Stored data
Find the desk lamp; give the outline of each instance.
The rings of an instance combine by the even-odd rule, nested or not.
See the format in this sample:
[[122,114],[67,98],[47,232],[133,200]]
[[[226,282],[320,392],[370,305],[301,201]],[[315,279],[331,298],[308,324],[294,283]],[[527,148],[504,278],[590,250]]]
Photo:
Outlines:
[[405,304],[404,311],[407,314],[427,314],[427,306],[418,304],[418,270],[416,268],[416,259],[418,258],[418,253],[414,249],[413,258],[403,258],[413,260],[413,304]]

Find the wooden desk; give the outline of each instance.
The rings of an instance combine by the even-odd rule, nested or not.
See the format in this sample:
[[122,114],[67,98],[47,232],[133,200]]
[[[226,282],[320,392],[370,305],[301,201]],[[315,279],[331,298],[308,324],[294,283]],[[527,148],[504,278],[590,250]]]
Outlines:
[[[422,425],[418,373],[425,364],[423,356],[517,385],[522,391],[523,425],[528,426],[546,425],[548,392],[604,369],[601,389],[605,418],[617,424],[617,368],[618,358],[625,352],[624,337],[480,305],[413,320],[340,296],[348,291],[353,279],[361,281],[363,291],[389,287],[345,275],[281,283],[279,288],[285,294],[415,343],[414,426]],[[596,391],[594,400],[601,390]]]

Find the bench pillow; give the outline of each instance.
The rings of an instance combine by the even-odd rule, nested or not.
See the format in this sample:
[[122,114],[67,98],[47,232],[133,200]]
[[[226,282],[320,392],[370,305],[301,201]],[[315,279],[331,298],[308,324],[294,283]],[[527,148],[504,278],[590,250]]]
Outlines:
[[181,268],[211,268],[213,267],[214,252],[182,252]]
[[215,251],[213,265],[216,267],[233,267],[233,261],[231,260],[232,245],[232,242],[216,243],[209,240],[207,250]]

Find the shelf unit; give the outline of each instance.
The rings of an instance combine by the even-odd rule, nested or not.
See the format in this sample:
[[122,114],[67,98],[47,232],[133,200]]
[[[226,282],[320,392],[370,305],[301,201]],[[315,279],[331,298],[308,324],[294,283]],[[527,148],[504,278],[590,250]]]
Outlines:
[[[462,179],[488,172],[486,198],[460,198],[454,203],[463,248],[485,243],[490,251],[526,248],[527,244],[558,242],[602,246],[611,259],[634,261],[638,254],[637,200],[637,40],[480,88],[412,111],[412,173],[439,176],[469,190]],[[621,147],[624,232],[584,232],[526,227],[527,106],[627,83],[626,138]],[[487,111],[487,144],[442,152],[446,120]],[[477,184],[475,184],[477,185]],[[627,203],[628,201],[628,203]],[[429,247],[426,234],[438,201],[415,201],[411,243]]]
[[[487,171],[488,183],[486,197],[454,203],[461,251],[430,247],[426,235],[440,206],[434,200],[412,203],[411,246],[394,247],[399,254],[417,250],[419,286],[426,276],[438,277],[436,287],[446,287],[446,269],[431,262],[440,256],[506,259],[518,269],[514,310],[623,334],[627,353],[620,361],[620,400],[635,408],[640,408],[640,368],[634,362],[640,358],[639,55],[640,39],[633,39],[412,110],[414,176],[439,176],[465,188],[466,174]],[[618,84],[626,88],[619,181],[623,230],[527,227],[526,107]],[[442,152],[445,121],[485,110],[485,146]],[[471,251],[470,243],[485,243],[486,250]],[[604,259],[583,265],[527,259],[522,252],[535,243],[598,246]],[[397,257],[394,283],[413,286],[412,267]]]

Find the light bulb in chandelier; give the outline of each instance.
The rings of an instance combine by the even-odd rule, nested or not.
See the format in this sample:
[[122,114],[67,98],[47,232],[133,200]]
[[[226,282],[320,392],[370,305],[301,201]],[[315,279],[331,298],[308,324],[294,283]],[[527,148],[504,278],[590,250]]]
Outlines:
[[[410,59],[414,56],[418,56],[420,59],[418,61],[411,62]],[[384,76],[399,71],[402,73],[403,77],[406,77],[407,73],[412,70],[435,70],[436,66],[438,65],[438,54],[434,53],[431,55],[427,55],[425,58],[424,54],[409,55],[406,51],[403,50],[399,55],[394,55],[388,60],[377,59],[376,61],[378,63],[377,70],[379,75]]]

**Exercise**
Without changing a single character, repeat each record.

**Solution**
Find the desk lamp; give the outline of each instance.
The rings of an instance combine by the even-odd rule, nested or not.
See the format in this sample:
[[122,114],[67,98],[47,232],[133,200]]
[[[226,282],[320,392],[370,305],[301,201]],[[315,279],[331,298],[308,324],[294,283]],[[527,148],[504,278],[590,250]]]
Photo:
Outlines:
[[405,304],[404,311],[407,314],[427,314],[427,306],[418,304],[418,270],[416,268],[416,259],[418,258],[418,253],[414,249],[413,258],[403,258],[413,260],[413,304]]

Find the wooden desk; give the outline of each instance.
The rings of an instance combine by the even-odd rule, nested or not.
See the format in this sample:
[[122,114],[67,98],[47,232],[133,200]]
[[[226,282],[320,392],[370,305],[301,201]],[[315,279],[331,298],[308,324],[294,283]],[[527,148],[504,278],[590,250]]]
Outlines:
[[[422,425],[418,373],[425,364],[423,356],[517,385],[522,391],[523,425],[528,426],[546,425],[548,392],[604,369],[601,389],[605,418],[617,424],[617,368],[618,358],[625,352],[624,337],[480,305],[413,320],[340,296],[348,291],[353,279],[361,281],[363,291],[389,287],[345,275],[281,283],[279,288],[285,294],[415,343],[414,426]],[[596,391],[594,400],[601,390]]]

Find the bench pillow; give the outline of each instance.
The rings of an instance combine by the even-odd rule, nested or not.
See the format in this sample:
[[122,114],[67,98],[47,232],[133,200]]
[[[226,282],[320,392],[370,305],[301,201]],[[315,279],[331,298],[308,324],[294,283]],[[527,148],[504,278],[590,250]]]
Outlines:
[[181,268],[211,268],[213,267],[214,252],[182,252]]
[[215,251],[213,265],[216,267],[233,267],[233,261],[231,260],[232,245],[232,242],[216,243],[209,240],[207,250]]

Find the shelf unit; give the outline of each instance.
The rings of an instance combine by the even-odd rule, nested or not.
See the format in this sample:
[[122,114],[67,98],[47,232],[133,200]]
[[[226,282],[320,392],[370,305],[301,201]],[[315,279],[331,298],[308,324],[294,283]],[[527,148],[504,278],[590,250]]]
Outlines:
[[[462,179],[488,172],[486,198],[460,198],[454,203],[463,248],[485,243],[490,251],[526,248],[527,244],[558,242],[602,246],[611,259],[634,261],[638,254],[637,200],[637,40],[480,88],[412,111],[412,173],[439,176],[469,190]],[[621,147],[624,232],[584,232],[526,227],[527,106],[627,83],[626,138]],[[487,111],[487,144],[442,152],[446,120]],[[477,184],[475,184],[477,185]],[[627,203],[628,201],[628,203]],[[429,247],[426,234],[438,201],[415,201],[411,243]]]
[[[487,171],[488,183],[486,197],[454,203],[461,251],[430,247],[426,235],[440,206],[434,200],[412,203],[411,246],[394,247],[399,254],[417,250],[419,286],[426,276],[438,277],[436,287],[446,287],[446,269],[431,262],[440,256],[506,259],[518,269],[514,310],[623,334],[627,353],[620,361],[620,400],[635,408],[640,408],[640,368],[634,362],[640,358],[639,55],[640,39],[633,39],[412,110],[414,176],[439,176],[465,188],[466,174]],[[618,84],[626,88],[619,181],[623,230],[527,227],[526,107]],[[442,152],[445,121],[485,110],[485,146]],[[471,251],[470,243],[485,243],[486,250]],[[604,259],[583,265],[527,259],[522,252],[535,243],[598,246]],[[397,257],[394,283],[413,286],[412,267]]]

Find the light bulb in chandelier; give the outline of each instance.
The rings of an instance combine by the even-odd rule, nested or not.
See the format in this sample:
[[122,114],[67,98],[47,232],[133,200]]
[[[226,282],[320,392],[370,305],[301,201]],[[315,279],[331,298],[308,324],[294,283]],[[527,148],[504,278],[590,250]]]
Outlines:
[[[410,59],[414,56],[418,56],[420,59],[418,61],[411,62]],[[384,76],[399,71],[402,73],[403,77],[406,77],[407,73],[412,70],[435,70],[436,66],[438,65],[438,54],[434,53],[431,55],[427,55],[425,58],[424,54],[409,55],[406,51],[403,50],[399,55],[394,55],[388,60],[377,59],[376,61],[378,63],[377,70],[379,75]]]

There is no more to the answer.